[START Provided records]

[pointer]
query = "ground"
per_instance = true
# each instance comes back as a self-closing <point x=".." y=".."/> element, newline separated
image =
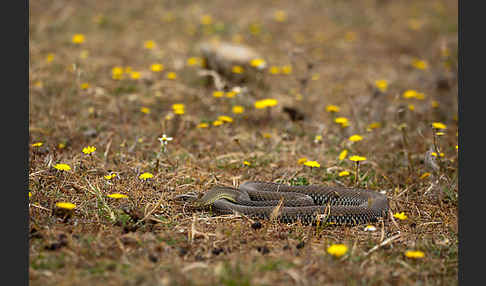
<point x="388" y="67"/>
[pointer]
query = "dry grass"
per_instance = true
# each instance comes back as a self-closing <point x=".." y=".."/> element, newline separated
<point x="147" y="239"/>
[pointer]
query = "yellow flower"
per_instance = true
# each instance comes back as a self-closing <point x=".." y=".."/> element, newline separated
<point x="343" y="173"/>
<point x="78" y="39"/>
<point x="171" y="75"/>
<point x="341" y="120"/>
<point x="225" y="118"/>
<point x="237" y="69"/>
<point x="145" y="110"/>
<point x="343" y="154"/>
<point x="410" y="93"/>
<point x="355" y="138"/>
<point x="135" y="75"/>
<point x="62" y="167"/>
<point x="238" y="109"/>
<point x="65" y="205"/>
<point x="264" y="103"/>
<point x="89" y="149"/>
<point x="439" y="125"/>
<point x="117" y="196"/>
<point x="420" y="64"/>
<point x="356" y="158"/>
<point x="149" y="45"/>
<point x="217" y="123"/>
<point x="302" y="160"/>
<point x="258" y="63"/>
<point x="274" y="70"/>
<point x="50" y="57"/>
<point x="414" y="254"/>
<point x="332" y="108"/>
<point x="206" y="19"/>
<point x="382" y="85"/>
<point x="312" y="164"/>
<point x="280" y="16"/>
<point x="146" y="176"/>
<point x="287" y="69"/>
<point x="400" y="216"/>
<point x="84" y="86"/>
<point x="117" y="73"/>
<point x="337" y="250"/>
<point x="218" y="93"/>
<point x="157" y="67"/>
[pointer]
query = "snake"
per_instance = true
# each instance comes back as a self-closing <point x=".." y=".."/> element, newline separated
<point x="285" y="203"/>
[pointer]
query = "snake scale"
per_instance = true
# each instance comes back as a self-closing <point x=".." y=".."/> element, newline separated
<point x="305" y="203"/>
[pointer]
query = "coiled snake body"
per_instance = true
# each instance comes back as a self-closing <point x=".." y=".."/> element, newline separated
<point x="291" y="203"/>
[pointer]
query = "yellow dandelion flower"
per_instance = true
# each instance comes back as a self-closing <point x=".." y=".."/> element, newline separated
<point x="157" y="67"/>
<point x="337" y="250"/>
<point x="145" y="110"/>
<point x="420" y="64"/>
<point x="50" y="57"/>
<point x="149" y="45"/>
<point x="117" y="196"/>
<point x="302" y="160"/>
<point x="89" y="149"/>
<point x="382" y="85"/>
<point x="312" y="164"/>
<point x="237" y="69"/>
<point x="439" y="125"/>
<point x="65" y="205"/>
<point x="343" y="173"/>
<point x="146" y="176"/>
<point x="287" y="69"/>
<point x="280" y="16"/>
<point x="343" y="154"/>
<point x="400" y="216"/>
<point x="341" y="120"/>
<point x="202" y="125"/>
<point x="238" y="109"/>
<point x="355" y="138"/>
<point x="218" y="93"/>
<point x="217" y="123"/>
<point x="117" y="73"/>
<point x="225" y="118"/>
<point x="414" y="254"/>
<point x="356" y="158"/>
<point x="78" y="38"/>
<point x="410" y="93"/>
<point x="62" y="167"/>
<point x="84" y="85"/>
<point x="171" y="75"/>
<point x="230" y="94"/>
<point x="332" y="108"/>
<point x="274" y="70"/>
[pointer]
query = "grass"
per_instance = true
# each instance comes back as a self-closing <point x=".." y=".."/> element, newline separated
<point x="337" y="50"/>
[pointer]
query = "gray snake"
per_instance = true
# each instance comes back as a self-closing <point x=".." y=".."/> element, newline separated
<point x="337" y="205"/>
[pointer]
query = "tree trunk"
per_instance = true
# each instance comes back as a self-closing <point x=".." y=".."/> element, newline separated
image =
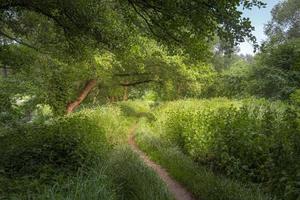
<point x="83" y="94"/>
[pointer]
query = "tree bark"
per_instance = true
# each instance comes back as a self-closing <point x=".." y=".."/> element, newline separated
<point x="83" y="94"/>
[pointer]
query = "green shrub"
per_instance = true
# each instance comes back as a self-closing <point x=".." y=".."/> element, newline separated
<point x="63" y="144"/>
<point x="253" y="140"/>
<point x="199" y="180"/>
<point x="134" y="179"/>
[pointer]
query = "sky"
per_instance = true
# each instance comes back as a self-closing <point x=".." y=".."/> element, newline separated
<point x="258" y="17"/>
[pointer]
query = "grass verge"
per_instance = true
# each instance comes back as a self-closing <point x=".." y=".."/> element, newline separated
<point x="197" y="179"/>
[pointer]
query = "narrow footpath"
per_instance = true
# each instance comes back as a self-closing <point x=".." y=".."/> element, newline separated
<point x="178" y="191"/>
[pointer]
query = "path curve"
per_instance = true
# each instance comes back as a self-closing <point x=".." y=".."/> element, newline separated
<point x="178" y="191"/>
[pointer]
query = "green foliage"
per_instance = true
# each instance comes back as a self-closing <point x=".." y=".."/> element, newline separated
<point x="202" y="182"/>
<point x="135" y="180"/>
<point x="252" y="140"/>
<point x="64" y="143"/>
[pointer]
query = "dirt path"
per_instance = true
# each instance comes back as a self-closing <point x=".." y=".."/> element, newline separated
<point x="174" y="187"/>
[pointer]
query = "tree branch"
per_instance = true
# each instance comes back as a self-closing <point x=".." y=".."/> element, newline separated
<point x="18" y="41"/>
<point x="137" y="83"/>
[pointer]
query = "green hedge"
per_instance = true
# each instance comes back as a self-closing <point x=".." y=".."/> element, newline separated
<point x="252" y="140"/>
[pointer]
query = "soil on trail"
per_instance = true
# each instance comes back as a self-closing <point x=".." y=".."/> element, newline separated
<point x="178" y="191"/>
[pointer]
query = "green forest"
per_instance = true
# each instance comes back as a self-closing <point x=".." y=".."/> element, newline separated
<point x="148" y="100"/>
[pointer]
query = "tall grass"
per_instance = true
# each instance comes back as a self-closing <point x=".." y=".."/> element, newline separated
<point x="251" y="140"/>
<point x="199" y="180"/>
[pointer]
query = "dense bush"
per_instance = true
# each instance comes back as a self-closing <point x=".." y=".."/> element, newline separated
<point x="64" y="143"/>
<point x="61" y="145"/>
<point x="252" y="140"/>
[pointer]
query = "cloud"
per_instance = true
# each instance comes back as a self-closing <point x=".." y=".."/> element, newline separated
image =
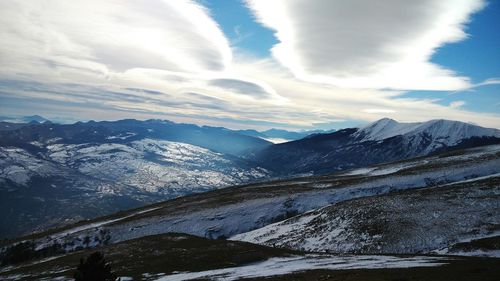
<point x="367" y="44"/>
<point x="243" y="87"/>
<point x="168" y="59"/>
<point x="378" y="110"/>
<point x="457" y="104"/>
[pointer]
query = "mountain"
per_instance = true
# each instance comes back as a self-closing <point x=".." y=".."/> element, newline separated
<point x="443" y="219"/>
<point x="231" y="211"/>
<point x="52" y="174"/>
<point x="176" y="256"/>
<point x="279" y="136"/>
<point x="24" y="119"/>
<point x="213" y="138"/>
<point x="383" y="141"/>
<point x="440" y="204"/>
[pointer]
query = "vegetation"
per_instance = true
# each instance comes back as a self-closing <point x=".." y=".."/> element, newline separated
<point x="94" y="268"/>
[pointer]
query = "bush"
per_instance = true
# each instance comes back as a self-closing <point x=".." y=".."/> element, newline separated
<point x="94" y="268"/>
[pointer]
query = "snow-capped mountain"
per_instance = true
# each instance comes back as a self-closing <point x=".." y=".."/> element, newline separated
<point x="426" y="220"/>
<point x="438" y="133"/>
<point x="382" y="141"/>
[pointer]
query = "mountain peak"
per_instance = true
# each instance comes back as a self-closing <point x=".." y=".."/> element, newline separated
<point x="448" y="132"/>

[END Provided records]

=== Problem statement ===
Reproduce the records, all of them, word for word; omit the pictures.

=== Task answer ===
[pointer]
query = "ground"
per_instance = true
# each instance comes back as a self-closing <point x=".." y=".."/> element, newline separated
image =
<point x="388" y="67"/>
[pointer]
query = "dry grass"
per_instance = true
# each instance comes back as a self-closing <point x=".." y=".."/> element, newline separated
<point x="147" y="239"/>
[pointer]
query = "yellow flower"
per_instance = true
# each instance comes back as a self-closing <point x=".." y=".."/> element, newline separated
<point x="343" y="173"/>
<point x="78" y="39"/>
<point x="171" y="75"/>
<point x="341" y="120"/>
<point x="225" y="118"/>
<point x="237" y="69"/>
<point x="145" y="110"/>
<point x="343" y="154"/>
<point x="410" y="93"/>
<point x="355" y="138"/>
<point x="135" y="75"/>
<point x="62" y="167"/>
<point x="238" y="109"/>
<point x="65" y="205"/>
<point x="264" y="103"/>
<point x="89" y="149"/>
<point x="439" y="125"/>
<point x="117" y="196"/>
<point x="420" y="64"/>
<point x="356" y="158"/>
<point x="149" y="45"/>
<point x="217" y="123"/>
<point x="302" y="160"/>
<point x="258" y="63"/>
<point x="274" y="70"/>
<point x="50" y="57"/>
<point x="414" y="254"/>
<point x="332" y="108"/>
<point x="206" y="19"/>
<point x="382" y="85"/>
<point x="312" y="164"/>
<point x="280" y="16"/>
<point x="146" y="176"/>
<point x="287" y="69"/>
<point x="400" y="216"/>
<point x="84" y="86"/>
<point x="117" y="73"/>
<point x="337" y="250"/>
<point x="218" y="93"/>
<point x="157" y="67"/>
[pointer]
query = "snake"
per_instance = true
# each instance comes back as a self-closing <point x=".." y=".."/> element, newline separated
<point x="285" y="203"/>
[pointer]
query = "snake scale"
per_instance = true
# each instance comes back as a self-closing <point x=".." y=".."/> element, newline separated
<point x="305" y="203"/>
[pointer]
query = "coiled snake body"
per_instance = true
# each instance comes back as a self-closing <point x=".." y=".."/> element, newline separated
<point x="291" y="203"/>
[pointer]
query = "yellow dandelion flower"
per_instance = true
# each instance comes back as a self-closing <point x=".." y=".."/> element, newline separated
<point x="157" y="67"/>
<point x="337" y="250"/>
<point x="145" y="110"/>
<point x="420" y="64"/>
<point x="50" y="57"/>
<point x="149" y="45"/>
<point x="117" y="196"/>
<point x="302" y="160"/>
<point x="89" y="149"/>
<point x="382" y="85"/>
<point x="312" y="164"/>
<point x="237" y="69"/>
<point x="439" y="125"/>
<point x="65" y="205"/>
<point x="343" y="173"/>
<point x="146" y="176"/>
<point x="287" y="69"/>
<point x="280" y="16"/>
<point x="343" y="154"/>
<point x="400" y="216"/>
<point x="341" y="120"/>
<point x="202" y="125"/>
<point x="238" y="109"/>
<point x="355" y="138"/>
<point x="218" y="93"/>
<point x="217" y="123"/>
<point x="117" y="73"/>
<point x="225" y="118"/>
<point x="414" y="254"/>
<point x="356" y="158"/>
<point x="78" y="38"/>
<point x="410" y="93"/>
<point x="62" y="167"/>
<point x="84" y="85"/>
<point x="171" y="75"/>
<point x="230" y="94"/>
<point x="332" y="108"/>
<point x="274" y="70"/>
[pointer]
query = "grass"
per_instance = true
# each instance comes back as a self-closing <point x=".." y=".."/> element, newline separated
<point x="337" y="50"/>
[pointer]
query = "gray snake"
per_instance = true
# each instance comes back as a self-closing <point x=".." y=".."/> element, newline separated
<point x="337" y="205"/>
[pointer]
query = "tree trunk"
per_instance = true
# each instance comes back as a self-closing <point x=".." y=".."/> element, newline separated
image =
<point x="83" y="94"/>
[pointer]
query = "tree bark"
per_instance = true
# each instance comes back as a self-closing <point x=".." y=".."/> element, newline separated
<point x="83" y="94"/>
[pointer]
query = "green shrub"
per_instance = true
# each instance comes back as a self-closing <point x=".." y=".."/> element, newline separated
<point x="63" y="144"/>
<point x="253" y="140"/>
<point x="199" y="180"/>
<point x="134" y="179"/>
[pointer]
query = "sky"
per_instance = true
# each instance comes back as a self-closing <point x=".." y=".."/> element, newline separated
<point x="258" y="17"/>
[pointer]
query = "grass verge"
per_instance = true
# each instance comes back as a self-closing <point x=".." y=".."/> element, newline separated
<point x="197" y="179"/>
[pointer]
query = "narrow footpath"
per_instance = true
# each instance comes back as a self-closing <point x=".." y=".."/> element, newline separated
<point x="178" y="191"/>
[pointer]
query = "path curve"
per_instance = true
# each instance comes back as a self-closing <point x=".." y=".."/> element, newline separated
<point x="178" y="191"/>
[pointer]
query = "green foliage"
per_instance = true
# each instance comes back as a self-closing <point x=".." y=".."/> element, newline separated
<point x="202" y="182"/>
<point x="135" y="180"/>
<point x="252" y="140"/>
<point x="64" y="143"/>
[pointer]
query = "dirt path"
per_instance = true
# each instance comes back as a self-closing <point x=".." y=".."/> element, newline separated
<point x="174" y="187"/>
[pointer]
query = "tree branch"
per_instance = true
# each instance comes back as a self-closing <point x=".." y=".."/> element, newline separated
<point x="18" y="41"/>
<point x="137" y="83"/>
[pointer]
query = "green hedge"
per_instance = true
# each instance comes back as a self-closing <point x=".." y=".."/> element, newline separated
<point x="252" y="140"/>
[pointer]
query = "soil on trail"
per_instance = true
# each instance comes back as a self-closing <point x=".." y=".."/> element, newline separated
<point x="178" y="191"/>
[pointer]
query = "green forest"
per_instance = true
# each instance comes back as a self-closing <point x=".." y=".."/> element, newline separated
<point x="148" y="100"/>
[pointer]
query = "tall grass"
per_instance = true
# each instance comes back as a self-closing <point x=".." y=".."/> element, newline separated
<point x="251" y="140"/>
<point x="199" y="180"/>
[pointer]
query = "dense bush"
per_instance = true
# each instance comes back as a self-closing <point x=".." y=".."/> element, newline separated
<point x="64" y="143"/>
<point x="61" y="145"/>
<point x="252" y="140"/>
[pointer]
query = "cloud"
per_instance = true
# each instance comes back as a self-closing <point x=".." y=".."/> element, newline separated
image =
<point x="367" y="44"/>
<point x="243" y="87"/>
<point x="168" y="59"/>
<point x="378" y="110"/>
<point x="457" y="104"/>
[pointer]
query = "mountain"
per_instance = true
# each instance comes back as a self-closing <point x=".." y=".."/> element, newline separated
<point x="443" y="219"/>
<point x="231" y="211"/>
<point x="52" y="174"/>
<point x="176" y="256"/>
<point x="279" y="136"/>
<point x="24" y="119"/>
<point x="213" y="138"/>
<point x="383" y="141"/>
<point x="440" y="204"/>
[pointer]
query = "vegetation"
per_instance = true
# each instance comes back as a self-closing <point x=".." y=".."/> element, newline separated
<point x="94" y="268"/>
[pointer]
query = "bush"
per_instance = true
# each instance comes back as a self-closing <point x=".." y=".."/> element, newline separated
<point x="94" y="268"/>
[pointer]
query = "snow-capped mountain"
per_instance = true
# each instance comes back as a self-closing <point x=".." y=".."/> element, newline separated
<point x="426" y="220"/>
<point x="438" y="133"/>
<point x="382" y="141"/>
[pointer]
query = "mountain peak"
per_instance = true
# each instance comes back as a self-closing <point x=".." y=".."/> element, newline separated
<point x="448" y="132"/>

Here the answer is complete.